- **TASK DESCRIPTION**
Go through the entries below and print, exactly, the lines starting at the one with "Query: gravel ground" and ending at the one with "written like <point>275,380</point>.", keeping both ends and no others.

- **SOURCE MATERIAL**
★ ★ ★ ★ ★ ★ ★
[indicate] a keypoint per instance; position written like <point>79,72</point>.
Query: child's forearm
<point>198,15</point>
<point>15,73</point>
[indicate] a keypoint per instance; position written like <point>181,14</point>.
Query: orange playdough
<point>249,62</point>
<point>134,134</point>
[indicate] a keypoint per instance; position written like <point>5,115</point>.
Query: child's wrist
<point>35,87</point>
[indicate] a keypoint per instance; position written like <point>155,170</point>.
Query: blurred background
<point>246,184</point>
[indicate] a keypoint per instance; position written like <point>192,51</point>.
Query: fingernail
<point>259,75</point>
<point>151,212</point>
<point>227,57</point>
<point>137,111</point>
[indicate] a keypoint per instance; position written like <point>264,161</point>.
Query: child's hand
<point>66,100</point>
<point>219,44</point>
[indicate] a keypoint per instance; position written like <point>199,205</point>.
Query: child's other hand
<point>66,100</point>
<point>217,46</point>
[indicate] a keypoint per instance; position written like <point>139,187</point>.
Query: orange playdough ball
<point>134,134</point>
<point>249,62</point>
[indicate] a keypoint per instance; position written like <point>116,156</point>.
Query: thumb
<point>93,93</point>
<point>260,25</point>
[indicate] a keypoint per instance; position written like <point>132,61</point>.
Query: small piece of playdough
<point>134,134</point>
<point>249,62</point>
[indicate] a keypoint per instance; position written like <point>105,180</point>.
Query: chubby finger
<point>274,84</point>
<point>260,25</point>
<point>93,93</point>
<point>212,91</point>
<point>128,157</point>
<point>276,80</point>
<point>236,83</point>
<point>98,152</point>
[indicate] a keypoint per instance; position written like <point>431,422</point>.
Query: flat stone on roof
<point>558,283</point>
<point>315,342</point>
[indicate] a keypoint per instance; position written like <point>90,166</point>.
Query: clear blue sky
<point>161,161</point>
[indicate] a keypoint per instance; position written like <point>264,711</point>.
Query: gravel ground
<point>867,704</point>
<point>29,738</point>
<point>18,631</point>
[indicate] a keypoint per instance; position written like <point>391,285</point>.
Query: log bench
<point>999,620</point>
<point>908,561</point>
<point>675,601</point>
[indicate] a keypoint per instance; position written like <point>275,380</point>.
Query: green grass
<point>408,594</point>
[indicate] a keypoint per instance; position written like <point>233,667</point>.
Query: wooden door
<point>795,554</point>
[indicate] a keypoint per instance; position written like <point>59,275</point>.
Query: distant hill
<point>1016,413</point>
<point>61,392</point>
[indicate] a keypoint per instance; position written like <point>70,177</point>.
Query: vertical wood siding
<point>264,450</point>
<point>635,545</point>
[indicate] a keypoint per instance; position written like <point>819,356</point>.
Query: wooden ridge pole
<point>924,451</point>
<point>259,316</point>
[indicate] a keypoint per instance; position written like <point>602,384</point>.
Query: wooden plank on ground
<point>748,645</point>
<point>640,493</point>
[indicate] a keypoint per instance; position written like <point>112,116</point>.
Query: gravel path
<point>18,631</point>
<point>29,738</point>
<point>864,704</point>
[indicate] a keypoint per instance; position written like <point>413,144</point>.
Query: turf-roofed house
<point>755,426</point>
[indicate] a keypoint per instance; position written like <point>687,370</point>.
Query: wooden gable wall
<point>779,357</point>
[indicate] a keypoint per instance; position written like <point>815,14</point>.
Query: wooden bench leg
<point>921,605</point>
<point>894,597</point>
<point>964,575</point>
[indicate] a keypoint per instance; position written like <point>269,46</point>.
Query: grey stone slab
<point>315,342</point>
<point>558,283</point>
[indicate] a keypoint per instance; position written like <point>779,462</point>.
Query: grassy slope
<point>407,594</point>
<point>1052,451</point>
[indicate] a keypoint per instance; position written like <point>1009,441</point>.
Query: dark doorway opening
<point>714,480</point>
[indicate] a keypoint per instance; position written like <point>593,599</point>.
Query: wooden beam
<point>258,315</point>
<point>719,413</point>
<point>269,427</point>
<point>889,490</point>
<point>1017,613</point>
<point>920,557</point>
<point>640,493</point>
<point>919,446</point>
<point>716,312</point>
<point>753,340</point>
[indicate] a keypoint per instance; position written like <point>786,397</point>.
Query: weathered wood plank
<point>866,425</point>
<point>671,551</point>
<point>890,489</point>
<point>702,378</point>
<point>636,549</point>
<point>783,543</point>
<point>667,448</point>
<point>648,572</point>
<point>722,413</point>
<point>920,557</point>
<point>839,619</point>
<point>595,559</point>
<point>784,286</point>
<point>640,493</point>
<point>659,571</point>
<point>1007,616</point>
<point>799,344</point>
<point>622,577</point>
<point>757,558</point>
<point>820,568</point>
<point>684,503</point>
★ ★ ★ ★ ★ ★ ★
- **TASK RESPONSE**
Query: gravel ground
<point>867,704</point>
<point>29,738</point>
<point>18,631</point>
[indicate] a keypoint per instance; position written like <point>391,285</point>.
Query: log bench
<point>999,620</point>
<point>908,561</point>
<point>675,601</point>
[indicate] a keypoint per instance; position written like <point>275,380</point>.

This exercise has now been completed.